:: DATA ::
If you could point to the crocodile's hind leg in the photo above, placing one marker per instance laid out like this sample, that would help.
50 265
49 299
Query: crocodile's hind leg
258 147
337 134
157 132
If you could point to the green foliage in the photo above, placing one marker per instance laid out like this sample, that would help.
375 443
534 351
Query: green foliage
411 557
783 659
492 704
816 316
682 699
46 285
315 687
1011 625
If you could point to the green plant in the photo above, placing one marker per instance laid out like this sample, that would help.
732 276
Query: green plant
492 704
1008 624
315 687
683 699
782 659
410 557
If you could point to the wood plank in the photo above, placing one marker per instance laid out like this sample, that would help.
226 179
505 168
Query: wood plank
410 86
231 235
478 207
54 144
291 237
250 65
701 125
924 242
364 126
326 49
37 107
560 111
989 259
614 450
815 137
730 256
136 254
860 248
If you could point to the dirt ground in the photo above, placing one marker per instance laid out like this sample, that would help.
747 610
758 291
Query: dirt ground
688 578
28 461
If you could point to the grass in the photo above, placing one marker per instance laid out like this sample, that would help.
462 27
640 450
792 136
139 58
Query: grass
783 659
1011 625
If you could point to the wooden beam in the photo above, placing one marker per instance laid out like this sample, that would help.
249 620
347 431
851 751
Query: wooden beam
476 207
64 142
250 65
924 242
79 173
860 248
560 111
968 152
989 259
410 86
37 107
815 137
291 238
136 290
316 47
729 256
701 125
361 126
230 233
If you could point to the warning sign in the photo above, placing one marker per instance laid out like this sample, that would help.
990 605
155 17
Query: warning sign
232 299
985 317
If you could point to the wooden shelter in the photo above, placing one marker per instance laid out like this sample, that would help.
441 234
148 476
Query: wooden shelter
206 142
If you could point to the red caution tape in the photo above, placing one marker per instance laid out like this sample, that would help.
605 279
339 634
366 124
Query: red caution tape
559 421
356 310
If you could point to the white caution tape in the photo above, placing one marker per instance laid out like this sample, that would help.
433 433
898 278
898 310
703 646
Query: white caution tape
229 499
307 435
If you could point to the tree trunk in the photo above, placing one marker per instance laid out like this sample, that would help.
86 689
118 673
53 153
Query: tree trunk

:: THE TASK ::
In the entries above, locate every line with the word "tree" and copy it.

:: WRITTEN ANSWER ::
If you could point to the tree trunk in the photo above, placing one marker per instance laid out like this sample, that would help.
Query: tree trunk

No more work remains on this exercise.